● **LISTED RECORDS**

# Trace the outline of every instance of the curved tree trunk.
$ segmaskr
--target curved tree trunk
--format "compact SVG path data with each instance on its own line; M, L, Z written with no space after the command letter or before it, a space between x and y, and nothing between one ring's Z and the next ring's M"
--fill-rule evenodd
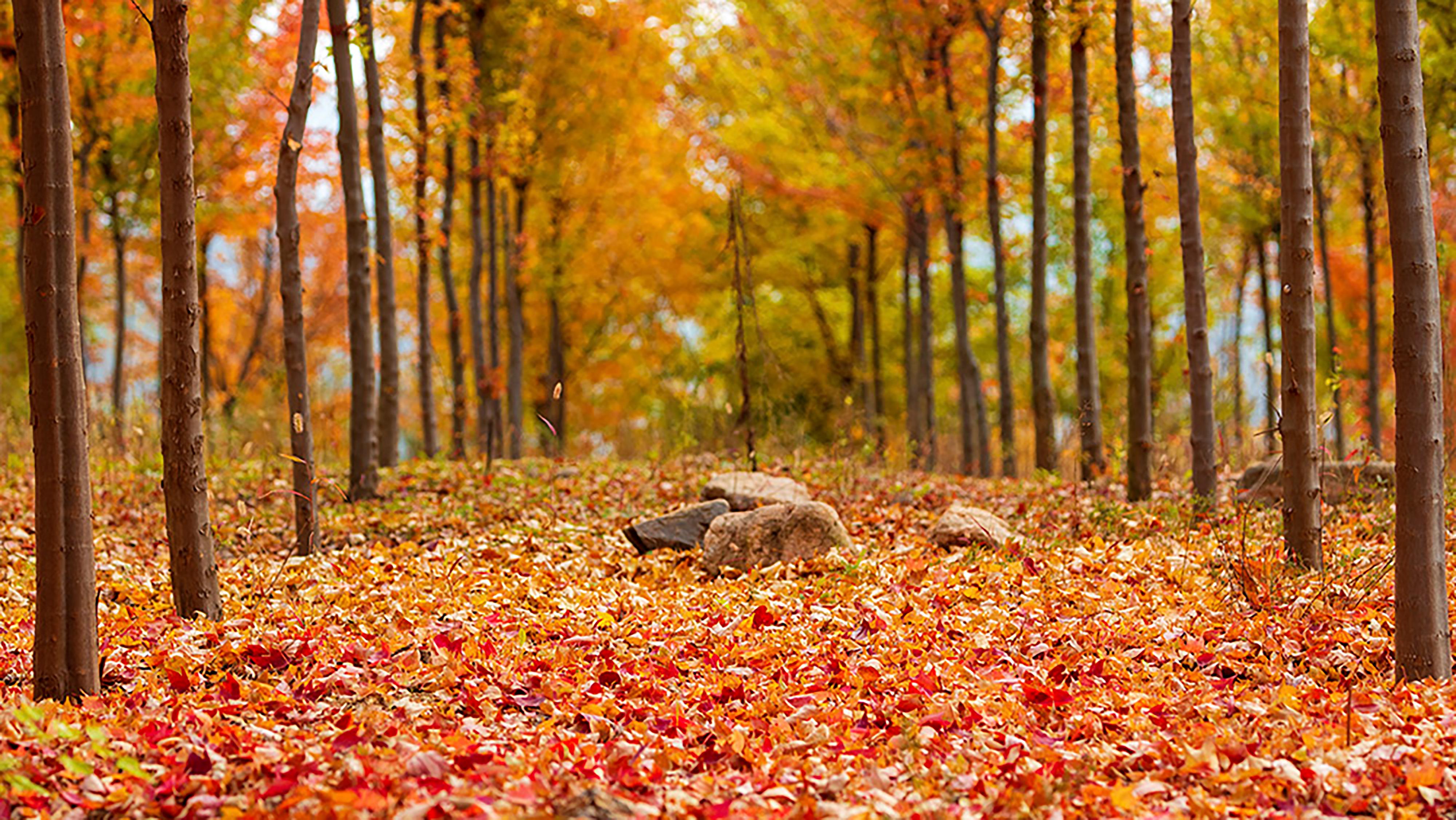
M1446 600L1441 297L1415 0L1376 0L1385 195L1395 262L1395 669L1452 676Z
M1102 452L1102 383L1096 360L1096 303L1092 299L1092 124L1088 117L1086 26L1072 41L1072 261L1076 268L1077 427L1082 481L1107 472Z
M1198 218L1198 146L1192 121L1192 0L1174 0L1172 96L1178 151L1178 221L1184 262L1184 336L1188 341L1188 403L1192 415L1192 491L1213 505L1219 469L1213 454L1213 361L1208 358L1208 297L1203 284L1203 226Z
M1315 181L1309 157L1309 6L1278 3L1280 344L1284 440L1284 549L1300 567L1324 567L1319 510L1319 382L1315 335ZM1440 434L1437 433L1437 437Z
M35 447L35 698L100 690L86 382L76 315L70 90L60 0L15 0L25 109L25 323Z
M298 151L313 92L313 54L319 39L319 0L303 0L298 63L288 96L288 122L278 143L278 182L274 185L278 224L278 293L282 297L282 358L288 379L288 440L293 446L294 552L319 546L317 485L313 481L313 417L309 409L307 338L303 331L303 267L298 259Z
M384 144L384 100L379 87L371 0L360 1L364 29L364 96L368 100L368 172L374 184L374 274L379 299L379 465L399 462L399 320L395 307L395 224L389 213L389 156Z
M154 0L162 173L162 489L167 508L172 603L178 615L220 618L198 351L197 195L186 0Z
M349 283L349 501L373 498L374 472L374 334L370 332L368 220L364 217L364 172L360 167L360 112L349 58L345 0L328 0L333 38L333 74L339 96L339 176Z
M1047 366L1047 1L1031 0L1031 412L1037 469L1056 472L1056 408Z
M1127 255L1127 498L1153 491L1153 319L1143 227L1143 151L1133 76L1133 0L1117 0L1117 125L1123 146L1123 245Z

● **WRITTEN INSTRUCTION**
Lay out all of the data above as a numbered list, one line per item, with blank lines dropped and the picture left out.

● **FINAL RESULT**
1. # Trace the outline of every instance of the curved tree trunk.
2. $ segmaskr
3. --target curved tree trunk
4. --format "compact SVG path data with each instance on its own line; M, L, Z written with no space after the command letter or before it, a space between x and y, and nothing between one ring's Z and the next ring's M"
5. --fill-rule evenodd
6. M1446 600L1441 297L1415 0L1376 0L1385 195L1395 262L1395 669L1452 676Z
7. M1102 452L1102 383L1096 360L1096 303L1092 299L1092 124L1088 117L1086 26L1072 41L1072 261L1076 268L1077 427L1082 481L1107 472Z
8. M1198 218L1198 146L1192 121L1192 0L1174 0L1172 96L1178 151L1178 221L1184 262L1184 336L1188 341L1188 403L1192 415L1192 491L1213 505L1219 469L1213 454L1213 361L1208 358L1208 297L1203 284L1203 226Z
9. M1315 181L1309 157L1309 6L1278 3L1280 344L1284 440L1284 549L1300 567L1324 567L1319 510L1319 382L1315 335ZM1440 434L1437 433L1437 437Z
10. M35 447L35 698L100 690L86 382L76 315L70 90L60 0L15 0L25 109L25 323Z
11. M298 151L313 92L313 54L319 39L319 0L303 0L298 63L288 96L288 122L278 143L278 182L274 185L278 224L278 293L282 297L282 358L288 379L288 440L293 446L294 552L319 546L317 485L313 481L313 417L309 409L307 338L303 331L303 267L298 259Z
12. M384 144L384 100L379 87L371 0L360 1L364 29L364 96L368 100L368 172L374 184L374 274L379 299L379 465L399 462L399 320L395 307L395 224L389 213L389 156Z
13. M154 0L162 173L162 489L167 508L172 603L178 615L220 618L198 351L197 195L186 0Z
14. M349 283L349 501L373 498L374 472L374 334L370 332L368 220L364 217L364 172L360 167L360 112L349 58L345 0L328 0L333 38L333 74L339 96L339 176Z
15. M1047 366L1047 1L1031 0L1031 412L1037 469L1056 472L1056 408Z
16. M1127 255L1127 498L1153 491L1153 319L1143 227L1143 151L1133 76L1133 0L1117 0L1117 125L1123 146L1123 245Z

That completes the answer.